- **Data records**:
_ _ _

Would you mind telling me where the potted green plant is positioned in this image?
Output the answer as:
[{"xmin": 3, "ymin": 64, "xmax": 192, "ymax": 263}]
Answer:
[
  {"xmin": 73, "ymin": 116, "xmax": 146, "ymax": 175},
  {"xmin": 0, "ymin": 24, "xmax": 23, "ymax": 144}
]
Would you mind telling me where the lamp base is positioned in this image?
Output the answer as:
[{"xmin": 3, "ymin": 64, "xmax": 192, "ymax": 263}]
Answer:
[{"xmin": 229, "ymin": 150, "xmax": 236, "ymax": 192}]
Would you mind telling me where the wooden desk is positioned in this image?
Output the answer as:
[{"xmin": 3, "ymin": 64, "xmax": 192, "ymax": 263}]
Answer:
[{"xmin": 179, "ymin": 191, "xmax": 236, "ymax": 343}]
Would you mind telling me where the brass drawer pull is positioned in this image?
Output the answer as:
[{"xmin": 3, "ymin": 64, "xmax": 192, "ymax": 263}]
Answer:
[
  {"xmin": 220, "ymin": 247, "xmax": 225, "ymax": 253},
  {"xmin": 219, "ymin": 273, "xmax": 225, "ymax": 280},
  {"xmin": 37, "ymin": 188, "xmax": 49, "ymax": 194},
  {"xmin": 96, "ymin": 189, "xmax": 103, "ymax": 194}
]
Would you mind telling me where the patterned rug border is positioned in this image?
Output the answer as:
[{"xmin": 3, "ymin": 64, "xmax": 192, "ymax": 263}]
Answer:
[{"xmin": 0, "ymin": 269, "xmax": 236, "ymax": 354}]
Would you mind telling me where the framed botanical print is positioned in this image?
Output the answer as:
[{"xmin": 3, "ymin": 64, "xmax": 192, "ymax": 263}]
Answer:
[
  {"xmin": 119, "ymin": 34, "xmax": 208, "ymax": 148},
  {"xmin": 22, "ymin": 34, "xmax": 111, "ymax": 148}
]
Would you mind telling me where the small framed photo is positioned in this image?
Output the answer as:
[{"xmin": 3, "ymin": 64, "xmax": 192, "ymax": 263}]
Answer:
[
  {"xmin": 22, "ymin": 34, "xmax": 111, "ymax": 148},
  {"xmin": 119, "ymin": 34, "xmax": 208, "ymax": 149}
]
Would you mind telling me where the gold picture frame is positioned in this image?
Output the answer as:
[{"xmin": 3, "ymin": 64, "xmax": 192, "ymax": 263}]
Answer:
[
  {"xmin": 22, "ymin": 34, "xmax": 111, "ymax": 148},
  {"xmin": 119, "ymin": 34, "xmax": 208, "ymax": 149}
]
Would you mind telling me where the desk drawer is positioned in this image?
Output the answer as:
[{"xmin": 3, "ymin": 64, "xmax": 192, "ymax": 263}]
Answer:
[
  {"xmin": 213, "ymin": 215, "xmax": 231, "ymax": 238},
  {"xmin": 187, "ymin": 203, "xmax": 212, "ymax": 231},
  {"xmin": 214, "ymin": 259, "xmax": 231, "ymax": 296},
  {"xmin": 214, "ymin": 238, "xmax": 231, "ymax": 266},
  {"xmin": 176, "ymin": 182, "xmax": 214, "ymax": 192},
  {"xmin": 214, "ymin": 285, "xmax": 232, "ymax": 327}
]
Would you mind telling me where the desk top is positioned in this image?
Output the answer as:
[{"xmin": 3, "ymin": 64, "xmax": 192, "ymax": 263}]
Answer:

_ _ _

- **Task to carry out**: Copy out, without any change, the lines above from the line with "Would you mind telling me where the desk drawer" through the final line, including both of those.

- **Answer to the exercise**:
Would you mind telling me where the desk drawer is positioned in this image?
Output the answer as:
[{"xmin": 3, "ymin": 64, "xmax": 192, "ymax": 263}]
Answer:
[
  {"xmin": 213, "ymin": 215, "xmax": 231, "ymax": 238},
  {"xmin": 187, "ymin": 203, "xmax": 212, "ymax": 231},
  {"xmin": 214, "ymin": 259, "xmax": 231, "ymax": 296},
  {"xmin": 214, "ymin": 238, "xmax": 231, "ymax": 266},
  {"xmin": 176, "ymin": 182, "xmax": 214, "ymax": 192},
  {"xmin": 214, "ymin": 285, "xmax": 232, "ymax": 327}
]
Would you mind telling me where the desk top is positioned in this image?
Output the answer as:
[{"xmin": 3, "ymin": 64, "xmax": 192, "ymax": 263}]
Answer:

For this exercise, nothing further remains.